__COMPLETE THE FOLLOWING__:
(1) According to the 1976 Tour of Flanders article, what finishing time did the winner record?
(2) From the 1976 Tour of Flanders article, return the passage starting with "- Winning time: 6h" and going on through "(BEL) / (Flandria–Velda)".
(3) Rewrite the paragraph of the 1976 Tour of Flanders article that opens with "The Koppenberg climb" as a short bulleted list that keeps its main facts.
*** TEXT SECTION
Race details
- Dates: 4 April 1976
- Stages: 1
- Distance: 261 km (162.2 mi)
- Winning time: 6h 10' 00"

Results
- Winner / Walter Planckaert (BEL) / (Maes–Rokado)
- Second / Francesco Moser (ITA) / (Sanson)
- Third / Marc Demeyer (BEL) / (Flandria–Velda)

= 1976 Tour of Flanders =

The 60th running of the Tour of Flanders cycling race in Belgium was held on Sunday 4 April 1976. Belgian Walter Planckaert won before Francesco Moser and Marc Demeyer. It was the last time the race started in its original starting place, Ghent. The finish was in Meerbeke (Ninove).

==Course==
The Koppenberg climb, stirring much controversy for its steep and unevenly cobbled surface, was included in the route for the first time. Only the first five riders managed to make it all the way riding, the rest had to shoulder their bikes to the top. Cycling legend Eddy Merckx was seen strolling helplessly through a tangle of riders and spectators.

In the final kilometers a group of five headed to the finish. Freddy Maertens and Roger De Vlaeminck, two of Belgium's star riders, were favourites to win the sprint, but the two did not get on and let themselves jointly be dropped 4 km before the finish. Walter Planckaert won in a three-man sprint before Italian Francesco Moser and Marc Demeyer. De Vlaeminck beat Maertens for fourth place, recognizing his mistake, but stated "he did not want Maertens to win".
******
*** SUPPLIED MATERIAL
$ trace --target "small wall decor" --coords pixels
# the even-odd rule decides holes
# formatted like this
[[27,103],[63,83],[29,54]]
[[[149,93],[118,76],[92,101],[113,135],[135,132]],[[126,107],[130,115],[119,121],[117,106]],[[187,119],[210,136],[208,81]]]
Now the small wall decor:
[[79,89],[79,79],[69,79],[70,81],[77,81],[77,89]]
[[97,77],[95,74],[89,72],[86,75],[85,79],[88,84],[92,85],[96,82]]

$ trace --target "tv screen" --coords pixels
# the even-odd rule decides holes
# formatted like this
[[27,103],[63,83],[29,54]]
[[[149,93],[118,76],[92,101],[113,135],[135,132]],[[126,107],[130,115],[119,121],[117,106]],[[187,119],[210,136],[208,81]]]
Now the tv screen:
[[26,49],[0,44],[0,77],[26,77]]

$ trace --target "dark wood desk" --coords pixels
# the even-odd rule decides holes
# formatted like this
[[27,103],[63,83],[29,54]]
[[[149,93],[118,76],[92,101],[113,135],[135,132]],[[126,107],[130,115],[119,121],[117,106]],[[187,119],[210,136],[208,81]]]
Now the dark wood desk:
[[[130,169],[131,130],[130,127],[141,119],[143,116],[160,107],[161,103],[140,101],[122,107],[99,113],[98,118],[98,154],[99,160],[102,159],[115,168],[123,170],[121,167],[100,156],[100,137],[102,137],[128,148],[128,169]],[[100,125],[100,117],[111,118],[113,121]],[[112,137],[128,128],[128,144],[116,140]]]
******
__RESPONSE LIST__:
(1) 6h 10' 00"

(2)
- Winning time: 6h 10' 00"

Results
- Winner / Walter Planckaert (BEL) / (Maes–Rokado)
- Second / Francesco Moser (ITA) / (Sanson)
- Third / Marc Demeyer (BEL) / (Flandria–Velda)

(3)
- The Koppenberg climb was part of the route for the first time.
- Its steep, unevenly cobbled surface stirred much controversy.
- Only the first five riders rode all the way up; the rest had to carry their bikes to the top.
- Eddy Merckx was seen walking helplessly through a tangle of riders and spectators.